WHAT YOU SHOULD DO — Please give back only the lines below from the one containing "Where can you spot the concrete" to the one containing "Where can you spot the passenger", each repeated word for word, both ends included.

[Start of Attachment]

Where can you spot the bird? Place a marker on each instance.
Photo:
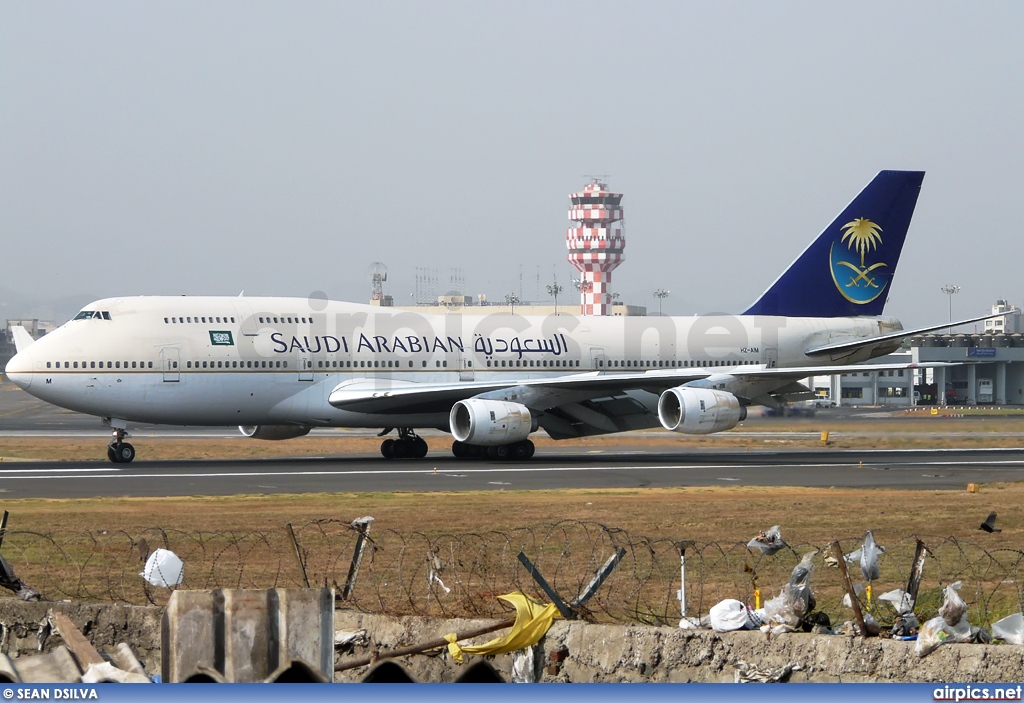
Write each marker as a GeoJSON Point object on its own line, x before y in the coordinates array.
{"type": "Point", "coordinates": [989, 524]}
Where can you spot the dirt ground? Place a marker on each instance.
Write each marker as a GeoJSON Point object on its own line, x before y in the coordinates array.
{"type": "Point", "coordinates": [710, 514]}
{"type": "Point", "coordinates": [704, 514]}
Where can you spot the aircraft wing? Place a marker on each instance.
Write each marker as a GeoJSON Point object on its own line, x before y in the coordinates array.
{"type": "Point", "coordinates": [890, 342]}
{"type": "Point", "coordinates": [391, 397]}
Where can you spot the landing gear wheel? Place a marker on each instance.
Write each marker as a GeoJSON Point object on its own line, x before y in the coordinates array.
{"type": "Point", "coordinates": [522, 450]}
{"type": "Point", "coordinates": [124, 451]}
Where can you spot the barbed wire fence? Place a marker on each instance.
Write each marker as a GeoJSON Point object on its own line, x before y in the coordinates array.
{"type": "Point", "coordinates": [460, 574]}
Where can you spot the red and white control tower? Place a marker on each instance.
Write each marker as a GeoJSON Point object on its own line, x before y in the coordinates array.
{"type": "Point", "coordinates": [595, 242]}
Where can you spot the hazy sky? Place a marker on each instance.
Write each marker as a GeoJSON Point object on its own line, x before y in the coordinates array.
{"type": "Point", "coordinates": [199, 147]}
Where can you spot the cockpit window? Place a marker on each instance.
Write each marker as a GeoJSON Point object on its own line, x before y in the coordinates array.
{"type": "Point", "coordinates": [92, 314]}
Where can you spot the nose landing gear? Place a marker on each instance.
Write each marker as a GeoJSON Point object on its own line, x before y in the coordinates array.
{"type": "Point", "coordinates": [407, 446]}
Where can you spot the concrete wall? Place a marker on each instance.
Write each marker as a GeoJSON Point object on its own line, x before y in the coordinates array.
{"type": "Point", "coordinates": [570, 651]}
{"type": "Point", "coordinates": [635, 653]}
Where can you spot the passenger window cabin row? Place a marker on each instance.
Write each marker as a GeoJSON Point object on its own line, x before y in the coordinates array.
{"type": "Point", "coordinates": [197, 318]}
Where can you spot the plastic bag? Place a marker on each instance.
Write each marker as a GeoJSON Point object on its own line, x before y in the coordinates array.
{"type": "Point", "coordinates": [784, 612]}
{"type": "Point", "coordinates": [164, 569]}
{"type": "Point", "coordinates": [953, 608]}
{"type": "Point", "coordinates": [730, 615]}
{"type": "Point", "coordinates": [768, 542]}
{"type": "Point", "coordinates": [933, 633]}
{"type": "Point", "coordinates": [1010, 628]}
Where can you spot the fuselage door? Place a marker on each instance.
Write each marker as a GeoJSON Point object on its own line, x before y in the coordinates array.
{"type": "Point", "coordinates": [466, 371]}
{"type": "Point", "coordinates": [305, 366]}
{"type": "Point", "coordinates": [169, 359]}
{"type": "Point", "coordinates": [247, 321]}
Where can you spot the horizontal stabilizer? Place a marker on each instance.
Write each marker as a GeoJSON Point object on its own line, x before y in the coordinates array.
{"type": "Point", "coordinates": [22, 338]}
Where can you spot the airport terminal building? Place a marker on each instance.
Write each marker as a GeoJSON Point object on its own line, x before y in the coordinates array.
{"type": "Point", "coordinates": [990, 370]}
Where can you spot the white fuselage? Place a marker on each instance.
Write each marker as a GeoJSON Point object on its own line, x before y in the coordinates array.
{"type": "Point", "coordinates": [222, 361]}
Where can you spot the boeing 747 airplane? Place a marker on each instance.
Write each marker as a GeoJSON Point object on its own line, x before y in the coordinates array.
{"type": "Point", "coordinates": [280, 366]}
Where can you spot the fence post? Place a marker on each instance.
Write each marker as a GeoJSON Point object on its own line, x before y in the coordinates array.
{"type": "Point", "coordinates": [566, 612]}
{"type": "Point", "coordinates": [298, 555]}
{"type": "Point", "coordinates": [361, 525]}
{"type": "Point", "coordinates": [848, 584]}
{"type": "Point", "coordinates": [682, 545]}
{"type": "Point", "coordinates": [599, 577]}
{"type": "Point", "coordinates": [916, 572]}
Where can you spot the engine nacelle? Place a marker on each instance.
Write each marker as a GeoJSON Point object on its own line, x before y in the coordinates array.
{"type": "Point", "coordinates": [273, 432]}
{"type": "Point", "coordinates": [698, 410]}
{"type": "Point", "coordinates": [489, 423]}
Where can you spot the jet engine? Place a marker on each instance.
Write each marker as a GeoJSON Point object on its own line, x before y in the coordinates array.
{"type": "Point", "coordinates": [274, 432]}
{"type": "Point", "coordinates": [698, 410]}
{"type": "Point", "coordinates": [489, 423]}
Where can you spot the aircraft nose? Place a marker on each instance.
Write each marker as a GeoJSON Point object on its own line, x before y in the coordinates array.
{"type": "Point", "coordinates": [19, 369]}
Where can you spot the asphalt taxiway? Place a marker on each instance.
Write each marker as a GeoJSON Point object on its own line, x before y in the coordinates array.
{"type": "Point", "coordinates": [625, 466]}
{"type": "Point", "coordinates": [549, 470]}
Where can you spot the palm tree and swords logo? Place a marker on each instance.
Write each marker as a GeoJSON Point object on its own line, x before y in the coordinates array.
{"type": "Point", "coordinates": [858, 283]}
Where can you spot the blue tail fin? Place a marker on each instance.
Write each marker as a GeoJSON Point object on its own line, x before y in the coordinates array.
{"type": "Point", "coordinates": [848, 269]}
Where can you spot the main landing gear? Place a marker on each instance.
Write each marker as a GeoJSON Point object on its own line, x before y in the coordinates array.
{"type": "Point", "coordinates": [517, 451]}
{"type": "Point", "coordinates": [407, 446]}
{"type": "Point", "coordinates": [120, 451]}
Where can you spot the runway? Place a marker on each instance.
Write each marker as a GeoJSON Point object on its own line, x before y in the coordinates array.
{"type": "Point", "coordinates": [951, 469]}
{"type": "Point", "coordinates": [626, 466]}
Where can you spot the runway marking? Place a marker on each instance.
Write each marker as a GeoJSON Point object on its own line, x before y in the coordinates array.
{"type": "Point", "coordinates": [465, 473]}
{"type": "Point", "coordinates": [5, 471]}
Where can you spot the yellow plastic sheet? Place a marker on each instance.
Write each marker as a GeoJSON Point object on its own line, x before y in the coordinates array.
{"type": "Point", "coordinates": [532, 620]}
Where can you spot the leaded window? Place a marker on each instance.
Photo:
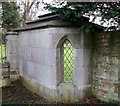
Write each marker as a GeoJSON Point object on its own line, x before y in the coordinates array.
{"type": "Point", "coordinates": [67, 61]}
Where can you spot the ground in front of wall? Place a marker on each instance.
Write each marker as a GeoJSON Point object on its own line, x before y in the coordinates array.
{"type": "Point", "coordinates": [18, 94]}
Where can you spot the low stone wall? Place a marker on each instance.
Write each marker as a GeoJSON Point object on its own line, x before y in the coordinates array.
{"type": "Point", "coordinates": [106, 62]}
{"type": "Point", "coordinates": [8, 75]}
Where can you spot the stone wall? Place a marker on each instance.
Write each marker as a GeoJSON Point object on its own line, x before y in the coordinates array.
{"type": "Point", "coordinates": [39, 56]}
{"type": "Point", "coordinates": [106, 62]}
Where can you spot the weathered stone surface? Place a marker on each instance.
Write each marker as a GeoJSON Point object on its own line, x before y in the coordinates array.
{"type": "Point", "coordinates": [106, 66]}
{"type": "Point", "coordinates": [40, 61]}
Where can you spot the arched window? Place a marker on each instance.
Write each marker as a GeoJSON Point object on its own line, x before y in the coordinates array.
{"type": "Point", "coordinates": [67, 61]}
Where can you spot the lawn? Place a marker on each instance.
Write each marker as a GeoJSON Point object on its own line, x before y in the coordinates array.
{"type": "Point", "coordinates": [18, 94]}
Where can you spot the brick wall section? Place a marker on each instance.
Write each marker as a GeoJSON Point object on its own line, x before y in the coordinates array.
{"type": "Point", "coordinates": [106, 62]}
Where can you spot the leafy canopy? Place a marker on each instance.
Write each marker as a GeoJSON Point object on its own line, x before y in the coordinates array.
{"type": "Point", "coordinates": [74, 11]}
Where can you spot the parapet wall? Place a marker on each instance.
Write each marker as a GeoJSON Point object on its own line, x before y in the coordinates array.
{"type": "Point", "coordinates": [106, 62]}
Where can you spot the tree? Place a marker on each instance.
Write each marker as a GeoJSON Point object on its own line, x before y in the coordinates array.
{"type": "Point", "coordinates": [28, 9]}
{"type": "Point", "coordinates": [73, 11]}
{"type": "Point", "coordinates": [10, 16]}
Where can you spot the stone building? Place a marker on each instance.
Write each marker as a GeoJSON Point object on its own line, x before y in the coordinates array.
{"type": "Point", "coordinates": [61, 62]}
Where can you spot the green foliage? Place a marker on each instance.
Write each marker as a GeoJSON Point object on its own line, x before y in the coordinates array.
{"type": "Point", "coordinates": [74, 11]}
{"type": "Point", "coordinates": [10, 17]}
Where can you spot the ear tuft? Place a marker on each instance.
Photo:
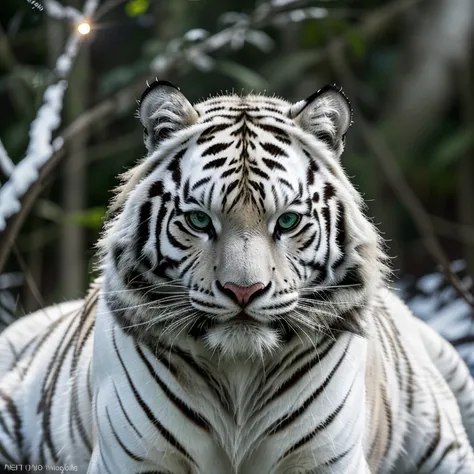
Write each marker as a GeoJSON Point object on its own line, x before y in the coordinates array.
{"type": "Point", "coordinates": [327, 114]}
{"type": "Point", "coordinates": [163, 111]}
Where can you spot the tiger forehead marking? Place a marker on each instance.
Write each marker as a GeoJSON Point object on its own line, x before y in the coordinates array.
{"type": "Point", "coordinates": [243, 158]}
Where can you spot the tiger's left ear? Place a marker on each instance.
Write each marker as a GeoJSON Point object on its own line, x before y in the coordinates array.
{"type": "Point", "coordinates": [163, 111]}
{"type": "Point", "coordinates": [327, 114]}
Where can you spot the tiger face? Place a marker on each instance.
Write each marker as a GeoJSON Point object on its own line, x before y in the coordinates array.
{"type": "Point", "coordinates": [240, 228]}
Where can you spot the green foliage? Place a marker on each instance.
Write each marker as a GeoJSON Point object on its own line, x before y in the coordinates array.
{"type": "Point", "coordinates": [455, 146]}
{"type": "Point", "coordinates": [90, 218]}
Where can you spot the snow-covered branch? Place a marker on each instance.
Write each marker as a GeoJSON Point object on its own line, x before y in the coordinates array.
{"type": "Point", "coordinates": [48, 118]}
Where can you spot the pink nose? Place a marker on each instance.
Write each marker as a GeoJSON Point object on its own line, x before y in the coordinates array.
{"type": "Point", "coordinates": [242, 294]}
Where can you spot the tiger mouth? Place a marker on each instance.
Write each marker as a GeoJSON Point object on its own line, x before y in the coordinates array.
{"type": "Point", "coordinates": [243, 317]}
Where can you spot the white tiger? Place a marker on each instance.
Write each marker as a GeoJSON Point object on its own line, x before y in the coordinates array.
{"type": "Point", "coordinates": [242, 322]}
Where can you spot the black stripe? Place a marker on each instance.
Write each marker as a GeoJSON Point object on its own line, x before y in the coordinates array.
{"type": "Point", "coordinates": [13, 411]}
{"type": "Point", "coordinates": [434, 442]}
{"type": "Point", "coordinates": [175, 166]}
{"type": "Point", "coordinates": [6, 455]}
{"type": "Point", "coordinates": [129, 421]}
{"type": "Point", "coordinates": [119, 441]}
{"type": "Point", "coordinates": [167, 435]}
{"type": "Point", "coordinates": [272, 164]}
{"type": "Point", "coordinates": [301, 372]}
{"type": "Point", "coordinates": [322, 426]}
{"type": "Point", "coordinates": [188, 412]}
{"type": "Point", "coordinates": [214, 164]}
{"type": "Point", "coordinates": [216, 148]}
{"type": "Point", "coordinates": [287, 419]}
{"type": "Point", "coordinates": [273, 149]}
{"type": "Point", "coordinates": [201, 182]}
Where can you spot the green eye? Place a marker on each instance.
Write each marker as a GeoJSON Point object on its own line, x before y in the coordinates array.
{"type": "Point", "coordinates": [198, 220]}
{"type": "Point", "coordinates": [288, 221]}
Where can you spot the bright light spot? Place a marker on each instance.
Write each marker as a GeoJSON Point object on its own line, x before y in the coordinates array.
{"type": "Point", "coordinates": [84, 28]}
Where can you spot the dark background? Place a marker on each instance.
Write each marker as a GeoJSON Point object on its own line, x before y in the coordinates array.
{"type": "Point", "coordinates": [406, 66]}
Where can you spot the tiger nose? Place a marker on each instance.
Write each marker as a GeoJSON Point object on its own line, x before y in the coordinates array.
{"type": "Point", "coordinates": [241, 294]}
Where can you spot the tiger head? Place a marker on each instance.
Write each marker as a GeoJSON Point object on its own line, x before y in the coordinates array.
{"type": "Point", "coordinates": [240, 229]}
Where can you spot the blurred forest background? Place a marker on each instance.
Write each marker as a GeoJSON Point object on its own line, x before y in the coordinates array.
{"type": "Point", "coordinates": [406, 65]}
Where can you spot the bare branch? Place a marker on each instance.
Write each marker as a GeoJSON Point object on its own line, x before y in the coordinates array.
{"type": "Point", "coordinates": [6, 164]}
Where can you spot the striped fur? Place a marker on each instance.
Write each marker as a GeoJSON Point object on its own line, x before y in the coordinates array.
{"type": "Point", "coordinates": [160, 370]}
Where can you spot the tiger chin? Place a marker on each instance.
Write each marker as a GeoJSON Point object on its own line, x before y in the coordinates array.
{"type": "Point", "coordinates": [242, 322]}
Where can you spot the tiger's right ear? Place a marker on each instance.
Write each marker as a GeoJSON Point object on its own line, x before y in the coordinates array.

[End of Attachment]

RESULT —
Where can you spot the concrete wall? Place a marker on each instance.
Write each marker as a GeoJSON Point object on its own line, x before y in the coordinates array.
{"type": "Point", "coordinates": [570, 651]}
{"type": "Point", "coordinates": [635, 653]}
Where can you spot the passenger window cabin row? Place a marker on each instance.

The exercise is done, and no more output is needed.